### Records supplied
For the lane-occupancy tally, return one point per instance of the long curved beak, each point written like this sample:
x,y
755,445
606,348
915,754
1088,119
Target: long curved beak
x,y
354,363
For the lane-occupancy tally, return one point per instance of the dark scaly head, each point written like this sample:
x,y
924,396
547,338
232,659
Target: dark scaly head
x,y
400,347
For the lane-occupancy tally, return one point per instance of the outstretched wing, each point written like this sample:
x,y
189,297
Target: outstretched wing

### Assignment
Output each line of the material exactly as it was written above.

### Output of the task
For the lane-occupancy tally, return one point per instance of the long curved beak, each point written like this sample:
x,y
755,445
606,348
915,754
1088,119
Target: long curved beak
x,y
354,363
For the lane-occupancy tally, return one point per instance of the dark scaly head, each point written like this sample:
x,y
924,396
547,338
232,659
Target: dark scaly head
x,y
400,347
For the lane-occupancy tally, return one point per instance of the outstretched wing, each point written like this sample:
x,y
189,297
Target: outstretched wing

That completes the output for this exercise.